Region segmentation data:
• • • • • • •

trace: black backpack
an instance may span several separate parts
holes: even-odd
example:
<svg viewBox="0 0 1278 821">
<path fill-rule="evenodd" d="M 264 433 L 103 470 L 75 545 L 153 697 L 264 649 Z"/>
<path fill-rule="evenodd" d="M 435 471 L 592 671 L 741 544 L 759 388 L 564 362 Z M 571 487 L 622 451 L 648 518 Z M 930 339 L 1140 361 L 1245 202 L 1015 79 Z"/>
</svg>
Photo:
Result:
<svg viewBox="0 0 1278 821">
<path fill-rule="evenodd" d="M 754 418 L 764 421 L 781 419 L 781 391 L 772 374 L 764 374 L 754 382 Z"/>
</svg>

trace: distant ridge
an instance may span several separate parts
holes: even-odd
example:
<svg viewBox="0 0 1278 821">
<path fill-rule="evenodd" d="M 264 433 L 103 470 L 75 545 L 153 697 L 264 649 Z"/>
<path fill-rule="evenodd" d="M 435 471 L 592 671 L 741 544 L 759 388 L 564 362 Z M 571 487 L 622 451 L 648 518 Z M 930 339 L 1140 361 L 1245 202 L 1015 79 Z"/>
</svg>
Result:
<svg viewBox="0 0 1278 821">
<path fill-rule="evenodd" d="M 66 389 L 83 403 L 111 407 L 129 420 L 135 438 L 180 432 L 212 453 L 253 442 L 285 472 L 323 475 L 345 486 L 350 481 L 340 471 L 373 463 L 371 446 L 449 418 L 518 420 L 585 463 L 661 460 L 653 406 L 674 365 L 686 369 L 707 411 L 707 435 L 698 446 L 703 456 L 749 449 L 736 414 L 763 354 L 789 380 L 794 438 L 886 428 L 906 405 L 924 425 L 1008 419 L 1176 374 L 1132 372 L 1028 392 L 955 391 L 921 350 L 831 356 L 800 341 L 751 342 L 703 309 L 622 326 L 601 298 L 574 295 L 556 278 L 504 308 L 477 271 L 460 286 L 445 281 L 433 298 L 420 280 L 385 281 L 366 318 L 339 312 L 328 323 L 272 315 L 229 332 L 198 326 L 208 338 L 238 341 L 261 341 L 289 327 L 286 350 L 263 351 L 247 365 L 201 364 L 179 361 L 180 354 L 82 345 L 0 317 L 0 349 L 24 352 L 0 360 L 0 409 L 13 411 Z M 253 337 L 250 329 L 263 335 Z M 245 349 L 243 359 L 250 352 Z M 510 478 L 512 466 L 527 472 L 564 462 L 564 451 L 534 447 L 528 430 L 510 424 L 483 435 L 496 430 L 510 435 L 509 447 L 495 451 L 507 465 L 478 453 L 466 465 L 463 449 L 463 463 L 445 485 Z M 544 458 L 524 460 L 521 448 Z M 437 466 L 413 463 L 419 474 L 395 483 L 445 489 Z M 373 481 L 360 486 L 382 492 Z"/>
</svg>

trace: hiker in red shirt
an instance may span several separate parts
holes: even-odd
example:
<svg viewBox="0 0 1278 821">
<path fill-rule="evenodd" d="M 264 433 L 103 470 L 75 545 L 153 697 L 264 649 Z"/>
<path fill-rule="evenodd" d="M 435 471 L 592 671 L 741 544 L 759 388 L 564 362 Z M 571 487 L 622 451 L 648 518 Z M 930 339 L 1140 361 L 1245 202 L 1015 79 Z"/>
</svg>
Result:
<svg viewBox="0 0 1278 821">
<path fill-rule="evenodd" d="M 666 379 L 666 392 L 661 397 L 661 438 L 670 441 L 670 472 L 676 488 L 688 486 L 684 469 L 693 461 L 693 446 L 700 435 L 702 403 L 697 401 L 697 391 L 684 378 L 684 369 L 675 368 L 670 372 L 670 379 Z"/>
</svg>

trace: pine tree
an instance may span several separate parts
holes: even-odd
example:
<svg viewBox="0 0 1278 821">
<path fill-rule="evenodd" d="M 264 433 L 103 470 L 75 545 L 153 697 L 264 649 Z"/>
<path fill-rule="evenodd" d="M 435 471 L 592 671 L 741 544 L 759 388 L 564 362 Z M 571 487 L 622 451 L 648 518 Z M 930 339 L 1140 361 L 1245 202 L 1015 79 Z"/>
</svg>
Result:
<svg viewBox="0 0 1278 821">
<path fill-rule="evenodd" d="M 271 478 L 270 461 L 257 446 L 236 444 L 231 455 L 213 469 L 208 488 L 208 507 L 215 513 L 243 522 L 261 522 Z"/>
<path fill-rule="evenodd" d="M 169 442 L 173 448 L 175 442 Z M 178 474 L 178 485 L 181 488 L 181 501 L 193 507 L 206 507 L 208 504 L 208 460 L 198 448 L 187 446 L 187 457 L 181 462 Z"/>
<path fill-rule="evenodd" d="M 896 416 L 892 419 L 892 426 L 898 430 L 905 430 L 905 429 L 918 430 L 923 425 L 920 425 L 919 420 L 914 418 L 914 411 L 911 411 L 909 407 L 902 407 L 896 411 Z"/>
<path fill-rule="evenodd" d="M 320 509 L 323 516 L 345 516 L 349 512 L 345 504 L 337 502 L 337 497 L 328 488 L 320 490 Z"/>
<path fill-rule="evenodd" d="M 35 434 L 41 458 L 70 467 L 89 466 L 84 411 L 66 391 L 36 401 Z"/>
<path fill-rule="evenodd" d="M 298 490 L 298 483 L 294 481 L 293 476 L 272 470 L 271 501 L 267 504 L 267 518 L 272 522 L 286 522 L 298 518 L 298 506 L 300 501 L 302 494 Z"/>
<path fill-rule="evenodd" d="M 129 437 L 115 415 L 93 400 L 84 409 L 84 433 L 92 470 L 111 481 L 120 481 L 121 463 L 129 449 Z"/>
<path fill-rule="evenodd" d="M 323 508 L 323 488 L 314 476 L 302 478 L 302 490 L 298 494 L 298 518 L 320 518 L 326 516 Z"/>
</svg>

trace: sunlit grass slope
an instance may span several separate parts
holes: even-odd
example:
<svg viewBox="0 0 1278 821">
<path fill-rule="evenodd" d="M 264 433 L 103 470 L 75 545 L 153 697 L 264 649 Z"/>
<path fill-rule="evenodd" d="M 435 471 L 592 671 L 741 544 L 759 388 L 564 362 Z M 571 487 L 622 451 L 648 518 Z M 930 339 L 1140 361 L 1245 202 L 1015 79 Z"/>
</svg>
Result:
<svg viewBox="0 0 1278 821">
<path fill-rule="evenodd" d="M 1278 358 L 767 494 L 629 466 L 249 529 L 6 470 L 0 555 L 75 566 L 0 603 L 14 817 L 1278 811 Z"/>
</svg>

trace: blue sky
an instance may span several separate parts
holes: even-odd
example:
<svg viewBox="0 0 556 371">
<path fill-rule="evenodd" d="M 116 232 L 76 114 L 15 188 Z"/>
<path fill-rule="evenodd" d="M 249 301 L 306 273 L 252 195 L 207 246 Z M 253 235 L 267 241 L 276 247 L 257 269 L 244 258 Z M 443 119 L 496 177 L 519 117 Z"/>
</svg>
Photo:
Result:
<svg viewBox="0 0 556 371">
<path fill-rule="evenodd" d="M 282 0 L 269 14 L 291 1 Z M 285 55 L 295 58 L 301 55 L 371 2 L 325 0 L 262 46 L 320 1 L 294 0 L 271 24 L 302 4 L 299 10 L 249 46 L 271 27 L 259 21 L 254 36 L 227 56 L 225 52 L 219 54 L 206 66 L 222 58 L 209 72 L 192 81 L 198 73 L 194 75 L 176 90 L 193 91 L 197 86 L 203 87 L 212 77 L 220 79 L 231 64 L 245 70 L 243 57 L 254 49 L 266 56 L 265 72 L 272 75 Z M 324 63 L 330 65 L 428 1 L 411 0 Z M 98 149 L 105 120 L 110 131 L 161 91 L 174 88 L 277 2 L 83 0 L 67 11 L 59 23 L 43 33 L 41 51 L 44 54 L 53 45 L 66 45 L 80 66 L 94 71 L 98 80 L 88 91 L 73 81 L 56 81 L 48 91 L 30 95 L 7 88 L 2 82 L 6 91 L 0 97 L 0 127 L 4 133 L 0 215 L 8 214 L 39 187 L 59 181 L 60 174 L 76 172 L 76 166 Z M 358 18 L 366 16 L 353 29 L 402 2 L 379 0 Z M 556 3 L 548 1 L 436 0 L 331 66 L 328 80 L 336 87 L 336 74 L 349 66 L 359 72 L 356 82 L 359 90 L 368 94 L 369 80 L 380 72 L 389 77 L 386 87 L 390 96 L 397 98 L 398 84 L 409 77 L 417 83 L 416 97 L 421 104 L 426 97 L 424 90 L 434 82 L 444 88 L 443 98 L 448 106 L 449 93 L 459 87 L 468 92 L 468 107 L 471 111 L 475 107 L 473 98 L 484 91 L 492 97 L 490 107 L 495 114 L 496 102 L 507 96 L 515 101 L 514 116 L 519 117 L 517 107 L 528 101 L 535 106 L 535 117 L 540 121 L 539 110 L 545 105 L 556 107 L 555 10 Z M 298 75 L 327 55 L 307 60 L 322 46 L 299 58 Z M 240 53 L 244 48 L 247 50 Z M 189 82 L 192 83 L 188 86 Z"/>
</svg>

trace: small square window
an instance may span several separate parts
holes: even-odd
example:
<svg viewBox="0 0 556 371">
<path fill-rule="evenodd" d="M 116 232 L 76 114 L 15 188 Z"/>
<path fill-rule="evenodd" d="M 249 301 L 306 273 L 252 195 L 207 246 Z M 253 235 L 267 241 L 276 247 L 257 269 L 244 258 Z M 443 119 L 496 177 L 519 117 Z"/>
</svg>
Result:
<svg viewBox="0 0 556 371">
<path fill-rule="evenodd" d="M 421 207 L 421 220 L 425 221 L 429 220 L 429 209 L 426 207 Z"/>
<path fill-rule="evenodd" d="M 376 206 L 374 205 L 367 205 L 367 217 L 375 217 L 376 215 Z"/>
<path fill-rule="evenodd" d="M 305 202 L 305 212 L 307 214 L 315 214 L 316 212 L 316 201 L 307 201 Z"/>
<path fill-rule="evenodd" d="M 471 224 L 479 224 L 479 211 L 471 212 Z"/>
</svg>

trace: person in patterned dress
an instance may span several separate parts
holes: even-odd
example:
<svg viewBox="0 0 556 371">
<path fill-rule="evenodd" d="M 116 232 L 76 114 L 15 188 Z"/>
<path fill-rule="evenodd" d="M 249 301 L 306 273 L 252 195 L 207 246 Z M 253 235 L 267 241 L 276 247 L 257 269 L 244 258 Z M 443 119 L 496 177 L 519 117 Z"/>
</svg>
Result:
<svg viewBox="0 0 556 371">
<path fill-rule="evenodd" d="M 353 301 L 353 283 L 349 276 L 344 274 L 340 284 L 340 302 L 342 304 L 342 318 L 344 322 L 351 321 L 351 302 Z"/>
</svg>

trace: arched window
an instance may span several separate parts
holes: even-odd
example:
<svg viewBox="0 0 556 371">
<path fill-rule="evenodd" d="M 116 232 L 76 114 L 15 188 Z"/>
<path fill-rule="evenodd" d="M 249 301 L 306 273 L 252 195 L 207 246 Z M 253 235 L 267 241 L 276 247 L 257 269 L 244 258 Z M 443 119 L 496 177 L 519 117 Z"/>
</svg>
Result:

• • • • • • •

EXERCISE:
Set down verbatim the lines of the listing starting at the line containing "trace: pine tree" and ending at the line containing "169 442 L 173", both included.

REPLY TO THE EXERCISE:
trace: pine tree
an instance may span several separate parts
holes: even-odd
example:
<svg viewBox="0 0 1278 821">
<path fill-rule="evenodd" d="M 264 433 L 103 470 L 75 545 L 153 697 L 264 649 Z"/>
<path fill-rule="evenodd" d="M 435 471 L 592 671 L 741 544 L 759 388 L 564 362 Z M 571 487 L 622 451 L 648 518 Z M 930 339 L 1140 361 L 1245 202 L 1015 79 Z"/>
</svg>
Result:
<svg viewBox="0 0 1278 821">
<path fill-rule="evenodd" d="M 271 478 L 270 461 L 257 446 L 236 444 L 231 455 L 213 469 L 208 488 L 208 507 L 215 513 L 243 522 L 261 522 Z"/>
<path fill-rule="evenodd" d="M 169 442 L 173 448 L 175 442 Z M 178 474 L 178 485 L 181 488 L 181 501 L 193 507 L 206 507 L 208 504 L 208 460 L 198 448 L 187 446 L 187 457 L 181 462 Z"/>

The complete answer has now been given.